▸ **ACTIVITY**
Only the lines from the one containing "Query: white cloud" to the end of the data below belong in the answer, each repeated exactly; no pictures.

▸ **DATA FOR ANALYSIS**

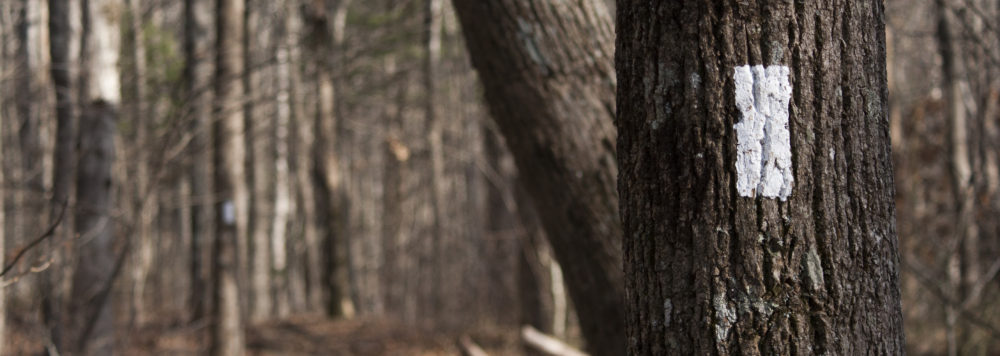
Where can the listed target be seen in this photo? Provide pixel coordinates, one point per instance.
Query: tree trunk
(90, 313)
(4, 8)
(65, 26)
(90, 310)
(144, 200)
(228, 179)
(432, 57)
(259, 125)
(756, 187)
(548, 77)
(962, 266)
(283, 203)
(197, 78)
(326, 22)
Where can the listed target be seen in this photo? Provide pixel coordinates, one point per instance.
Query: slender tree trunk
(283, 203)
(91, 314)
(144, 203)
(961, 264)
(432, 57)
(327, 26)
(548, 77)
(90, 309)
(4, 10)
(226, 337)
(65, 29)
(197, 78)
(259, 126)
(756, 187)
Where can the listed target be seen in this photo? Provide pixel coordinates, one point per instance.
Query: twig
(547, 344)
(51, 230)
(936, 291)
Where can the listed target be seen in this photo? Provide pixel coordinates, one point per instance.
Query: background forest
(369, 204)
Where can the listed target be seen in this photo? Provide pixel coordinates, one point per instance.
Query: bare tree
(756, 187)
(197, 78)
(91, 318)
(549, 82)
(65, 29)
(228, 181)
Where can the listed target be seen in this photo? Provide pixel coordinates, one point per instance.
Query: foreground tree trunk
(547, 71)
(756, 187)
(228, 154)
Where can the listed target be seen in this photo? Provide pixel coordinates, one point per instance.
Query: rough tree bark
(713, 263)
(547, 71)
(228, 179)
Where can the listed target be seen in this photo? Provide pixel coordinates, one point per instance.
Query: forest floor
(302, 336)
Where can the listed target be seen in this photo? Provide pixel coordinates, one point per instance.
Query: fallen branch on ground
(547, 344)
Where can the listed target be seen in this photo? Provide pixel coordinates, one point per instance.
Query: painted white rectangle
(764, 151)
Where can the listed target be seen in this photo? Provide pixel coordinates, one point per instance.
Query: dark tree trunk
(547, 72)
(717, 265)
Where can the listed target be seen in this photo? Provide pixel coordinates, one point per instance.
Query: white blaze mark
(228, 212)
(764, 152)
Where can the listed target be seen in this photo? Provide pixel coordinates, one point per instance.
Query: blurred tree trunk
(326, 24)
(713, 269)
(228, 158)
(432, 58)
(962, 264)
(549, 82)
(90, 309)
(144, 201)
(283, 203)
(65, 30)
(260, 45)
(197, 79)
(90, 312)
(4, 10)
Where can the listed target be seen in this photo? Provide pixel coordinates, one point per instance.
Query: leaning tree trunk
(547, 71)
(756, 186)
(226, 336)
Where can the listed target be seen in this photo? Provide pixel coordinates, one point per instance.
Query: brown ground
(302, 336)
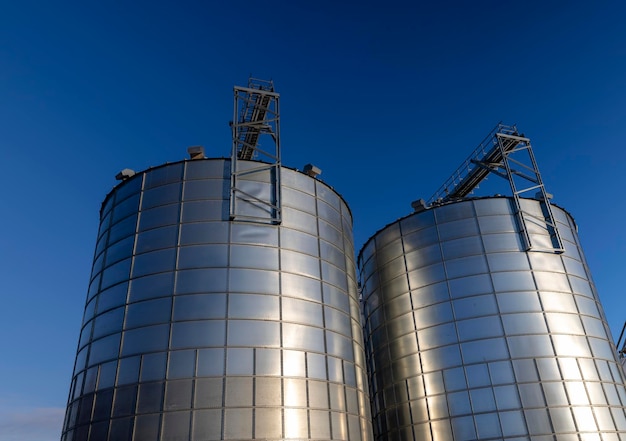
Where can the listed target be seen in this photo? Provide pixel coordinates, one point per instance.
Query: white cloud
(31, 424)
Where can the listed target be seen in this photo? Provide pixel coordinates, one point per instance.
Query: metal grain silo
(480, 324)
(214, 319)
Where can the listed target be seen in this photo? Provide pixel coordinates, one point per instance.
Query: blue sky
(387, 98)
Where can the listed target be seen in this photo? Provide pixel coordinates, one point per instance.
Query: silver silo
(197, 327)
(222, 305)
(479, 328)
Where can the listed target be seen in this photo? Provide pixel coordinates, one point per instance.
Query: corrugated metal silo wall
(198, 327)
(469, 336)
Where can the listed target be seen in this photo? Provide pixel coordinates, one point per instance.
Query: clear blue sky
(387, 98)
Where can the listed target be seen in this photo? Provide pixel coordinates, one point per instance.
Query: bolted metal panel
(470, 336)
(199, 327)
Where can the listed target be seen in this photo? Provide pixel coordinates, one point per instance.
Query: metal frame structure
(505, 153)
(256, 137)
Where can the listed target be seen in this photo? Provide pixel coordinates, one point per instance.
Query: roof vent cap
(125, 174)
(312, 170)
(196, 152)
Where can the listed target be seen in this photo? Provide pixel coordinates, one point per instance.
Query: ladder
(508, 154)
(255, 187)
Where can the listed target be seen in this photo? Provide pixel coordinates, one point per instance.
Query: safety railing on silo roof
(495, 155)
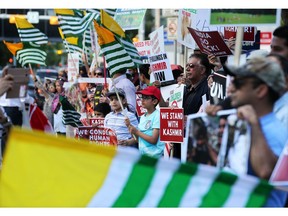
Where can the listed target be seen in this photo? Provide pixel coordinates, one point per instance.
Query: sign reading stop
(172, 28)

▸ **THE COMPLETED TASK**
Query: white cloud
(31, 424)
Where can the listed target be seen in this photo? Provide pixel coordinates, one point per instance.
Query: metal grain silo
(480, 324)
(214, 319)
Where can the listed target be seen in this photo? Provide pixel coordinates, one point per instance.
Query: blue sky
(387, 98)
Where can the listed target be seen in this photo? Provide pixel coordinates, one point per instance.
Query: silver silo
(197, 327)
(222, 305)
(479, 328)
Where can the listed target be seen in this photo? Provide pixel coordinates, one point per instance.
Query: corrugated metal silo wall
(198, 327)
(469, 336)
Where can the listed target be seen in this photo? Provide pixel coordinates, one point per instance.
Query: clear blue sky
(387, 98)
Where can the listed target be seen in this photo? Provide pixel coordinates, one point per instance.
Query: bolted metal panel
(470, 336)
(199, 327)
Where can the listed target be seen in this photo? Provide pixel coordinates, one point per instance.
Query: metal frame structure
(505, 153)
(256, 137)
Where can the listed target be seen in this photo? Provide pixel coordinates, one point per instance.
Query: roof vent cap
(125, 174)
(312, 170)
(196, 152)
Where can the listed target be seen in this photo? Provide pixel coordinates, one point per instance.
Query: ladder
(508, 154)
(255, 187)
Where can the listed target be seen in this photo? Provide pixel coordinates, one point per instance.
Query: safety railing on silo roof
(495, 155)
Where can the listed target be seen in this photo? Provide pixel coordinates, one point per instance.
Query: sign reading stop
(172, 28)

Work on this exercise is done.